### [Stored records]
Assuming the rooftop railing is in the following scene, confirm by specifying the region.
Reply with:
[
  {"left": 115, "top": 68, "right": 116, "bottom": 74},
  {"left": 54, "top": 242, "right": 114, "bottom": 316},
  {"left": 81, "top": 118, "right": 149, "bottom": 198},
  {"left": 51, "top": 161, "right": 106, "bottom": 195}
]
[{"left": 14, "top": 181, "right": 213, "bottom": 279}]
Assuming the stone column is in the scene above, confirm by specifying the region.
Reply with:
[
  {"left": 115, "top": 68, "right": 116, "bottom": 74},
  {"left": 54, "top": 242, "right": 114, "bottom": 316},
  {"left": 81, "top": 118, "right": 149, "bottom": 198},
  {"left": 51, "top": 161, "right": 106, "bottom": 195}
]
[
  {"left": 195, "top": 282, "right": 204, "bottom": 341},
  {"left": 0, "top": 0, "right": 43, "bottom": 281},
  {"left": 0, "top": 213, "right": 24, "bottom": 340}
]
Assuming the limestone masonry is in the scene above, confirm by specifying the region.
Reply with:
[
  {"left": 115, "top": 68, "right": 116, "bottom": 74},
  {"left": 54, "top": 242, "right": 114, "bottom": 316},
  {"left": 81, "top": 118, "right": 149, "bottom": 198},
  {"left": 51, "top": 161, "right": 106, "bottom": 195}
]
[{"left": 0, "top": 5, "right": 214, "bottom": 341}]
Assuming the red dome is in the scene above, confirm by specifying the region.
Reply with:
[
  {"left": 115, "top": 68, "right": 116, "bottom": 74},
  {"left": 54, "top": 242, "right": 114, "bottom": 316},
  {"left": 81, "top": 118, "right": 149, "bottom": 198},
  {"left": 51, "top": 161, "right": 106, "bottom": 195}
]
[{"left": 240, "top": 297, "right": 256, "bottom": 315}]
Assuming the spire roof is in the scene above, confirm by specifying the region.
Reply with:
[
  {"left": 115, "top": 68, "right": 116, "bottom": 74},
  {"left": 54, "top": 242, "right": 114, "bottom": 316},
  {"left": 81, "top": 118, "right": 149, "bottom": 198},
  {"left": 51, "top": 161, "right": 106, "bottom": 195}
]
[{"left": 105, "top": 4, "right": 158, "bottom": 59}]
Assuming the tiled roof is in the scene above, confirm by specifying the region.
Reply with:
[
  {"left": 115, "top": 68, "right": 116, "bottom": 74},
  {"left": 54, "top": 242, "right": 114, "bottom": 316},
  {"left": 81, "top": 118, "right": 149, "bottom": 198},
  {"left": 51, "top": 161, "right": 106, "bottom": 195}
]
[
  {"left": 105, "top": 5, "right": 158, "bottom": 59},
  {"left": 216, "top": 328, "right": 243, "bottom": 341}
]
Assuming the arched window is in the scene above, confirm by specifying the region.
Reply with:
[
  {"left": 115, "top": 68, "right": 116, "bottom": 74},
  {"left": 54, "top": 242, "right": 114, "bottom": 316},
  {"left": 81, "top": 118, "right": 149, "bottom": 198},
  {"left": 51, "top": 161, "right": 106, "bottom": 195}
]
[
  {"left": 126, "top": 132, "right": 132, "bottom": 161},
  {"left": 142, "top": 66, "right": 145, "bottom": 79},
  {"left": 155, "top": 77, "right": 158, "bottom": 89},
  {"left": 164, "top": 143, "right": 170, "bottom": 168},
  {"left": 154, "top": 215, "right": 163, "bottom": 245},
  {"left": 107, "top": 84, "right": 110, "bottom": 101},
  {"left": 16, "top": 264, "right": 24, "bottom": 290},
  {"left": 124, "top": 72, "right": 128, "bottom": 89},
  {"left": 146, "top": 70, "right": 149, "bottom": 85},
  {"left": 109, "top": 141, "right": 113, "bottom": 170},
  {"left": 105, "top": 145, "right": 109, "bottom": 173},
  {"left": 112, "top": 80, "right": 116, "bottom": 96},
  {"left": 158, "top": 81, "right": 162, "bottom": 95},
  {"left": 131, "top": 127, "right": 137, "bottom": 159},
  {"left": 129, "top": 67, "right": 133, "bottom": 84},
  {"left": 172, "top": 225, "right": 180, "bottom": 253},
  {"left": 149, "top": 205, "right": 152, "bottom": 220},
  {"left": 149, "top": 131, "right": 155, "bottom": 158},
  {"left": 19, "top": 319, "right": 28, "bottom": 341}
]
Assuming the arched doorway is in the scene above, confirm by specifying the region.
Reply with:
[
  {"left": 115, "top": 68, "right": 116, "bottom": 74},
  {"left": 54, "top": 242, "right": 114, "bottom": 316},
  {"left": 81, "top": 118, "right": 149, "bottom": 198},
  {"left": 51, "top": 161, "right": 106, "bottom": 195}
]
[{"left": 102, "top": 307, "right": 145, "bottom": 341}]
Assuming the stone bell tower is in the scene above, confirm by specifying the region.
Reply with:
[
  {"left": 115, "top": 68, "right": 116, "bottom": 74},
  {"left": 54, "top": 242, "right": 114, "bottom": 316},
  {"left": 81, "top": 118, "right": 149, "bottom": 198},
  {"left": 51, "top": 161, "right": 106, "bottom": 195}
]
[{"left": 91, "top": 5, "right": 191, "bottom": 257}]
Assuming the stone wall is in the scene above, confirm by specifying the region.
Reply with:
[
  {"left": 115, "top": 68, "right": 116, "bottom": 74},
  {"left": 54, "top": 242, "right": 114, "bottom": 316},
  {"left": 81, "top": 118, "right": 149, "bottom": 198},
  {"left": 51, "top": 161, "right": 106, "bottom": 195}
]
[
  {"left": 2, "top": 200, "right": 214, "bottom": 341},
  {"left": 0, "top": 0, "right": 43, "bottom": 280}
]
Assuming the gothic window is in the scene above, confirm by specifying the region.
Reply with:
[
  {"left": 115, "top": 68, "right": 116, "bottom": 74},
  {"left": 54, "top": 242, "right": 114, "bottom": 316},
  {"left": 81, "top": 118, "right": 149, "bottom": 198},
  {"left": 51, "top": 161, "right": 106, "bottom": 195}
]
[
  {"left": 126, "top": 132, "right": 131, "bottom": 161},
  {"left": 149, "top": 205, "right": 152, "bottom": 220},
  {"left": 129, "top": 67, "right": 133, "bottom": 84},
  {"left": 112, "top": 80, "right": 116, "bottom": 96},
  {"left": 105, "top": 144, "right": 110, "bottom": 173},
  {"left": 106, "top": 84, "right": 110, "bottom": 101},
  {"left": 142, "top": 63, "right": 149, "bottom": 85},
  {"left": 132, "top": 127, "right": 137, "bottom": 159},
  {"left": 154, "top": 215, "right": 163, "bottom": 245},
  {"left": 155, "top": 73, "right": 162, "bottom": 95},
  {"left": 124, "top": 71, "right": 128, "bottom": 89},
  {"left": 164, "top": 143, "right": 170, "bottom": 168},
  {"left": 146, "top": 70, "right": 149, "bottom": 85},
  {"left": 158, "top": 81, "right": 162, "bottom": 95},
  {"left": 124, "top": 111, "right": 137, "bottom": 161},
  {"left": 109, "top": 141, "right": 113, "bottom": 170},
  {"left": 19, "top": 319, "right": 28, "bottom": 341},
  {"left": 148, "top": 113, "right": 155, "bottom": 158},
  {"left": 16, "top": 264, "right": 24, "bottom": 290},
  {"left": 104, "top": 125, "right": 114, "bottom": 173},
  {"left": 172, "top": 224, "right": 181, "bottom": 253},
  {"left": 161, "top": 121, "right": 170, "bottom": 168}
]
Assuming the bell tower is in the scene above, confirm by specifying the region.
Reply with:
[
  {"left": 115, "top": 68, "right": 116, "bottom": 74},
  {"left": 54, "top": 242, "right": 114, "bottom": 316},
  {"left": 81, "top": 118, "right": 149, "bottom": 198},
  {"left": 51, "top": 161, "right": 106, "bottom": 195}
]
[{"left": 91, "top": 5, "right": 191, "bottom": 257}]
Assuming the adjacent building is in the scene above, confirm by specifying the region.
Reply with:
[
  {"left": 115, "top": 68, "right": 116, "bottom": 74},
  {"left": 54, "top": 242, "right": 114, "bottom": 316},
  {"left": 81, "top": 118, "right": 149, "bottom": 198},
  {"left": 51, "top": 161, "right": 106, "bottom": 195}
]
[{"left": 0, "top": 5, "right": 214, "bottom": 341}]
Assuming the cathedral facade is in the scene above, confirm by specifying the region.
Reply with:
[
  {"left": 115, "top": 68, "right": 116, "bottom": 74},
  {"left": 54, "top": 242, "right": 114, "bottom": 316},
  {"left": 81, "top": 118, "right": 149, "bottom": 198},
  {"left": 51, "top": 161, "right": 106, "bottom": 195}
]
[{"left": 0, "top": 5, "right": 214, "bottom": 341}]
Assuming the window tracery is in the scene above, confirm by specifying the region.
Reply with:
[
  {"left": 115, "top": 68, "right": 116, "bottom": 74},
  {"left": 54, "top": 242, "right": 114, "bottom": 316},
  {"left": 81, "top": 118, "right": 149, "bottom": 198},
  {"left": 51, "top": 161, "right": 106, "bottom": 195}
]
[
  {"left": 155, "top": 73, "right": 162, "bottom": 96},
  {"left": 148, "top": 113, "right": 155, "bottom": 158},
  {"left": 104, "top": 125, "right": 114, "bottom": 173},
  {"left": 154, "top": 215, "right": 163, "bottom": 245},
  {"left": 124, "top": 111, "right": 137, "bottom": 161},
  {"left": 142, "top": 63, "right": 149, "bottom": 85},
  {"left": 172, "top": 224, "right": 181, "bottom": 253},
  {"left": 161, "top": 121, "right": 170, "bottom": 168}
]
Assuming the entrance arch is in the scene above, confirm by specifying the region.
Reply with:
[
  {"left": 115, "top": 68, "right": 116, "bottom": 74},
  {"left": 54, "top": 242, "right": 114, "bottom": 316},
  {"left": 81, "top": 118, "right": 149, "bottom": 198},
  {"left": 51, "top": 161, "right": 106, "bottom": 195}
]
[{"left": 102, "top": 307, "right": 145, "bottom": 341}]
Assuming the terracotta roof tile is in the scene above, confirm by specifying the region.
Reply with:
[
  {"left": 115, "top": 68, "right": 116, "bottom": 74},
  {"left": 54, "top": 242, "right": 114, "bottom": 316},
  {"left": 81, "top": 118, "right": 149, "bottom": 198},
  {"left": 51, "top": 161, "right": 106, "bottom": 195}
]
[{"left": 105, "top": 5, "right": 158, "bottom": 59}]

### [Objective]
Locate each line in the items above that contains the word "arched", and copy all of those lines in full.

### [Reply]
Assuming the arched window is in the scene above, confirm by specifying the region.
Assuming the arched doorway is in the scene above, confirm by specifying the region.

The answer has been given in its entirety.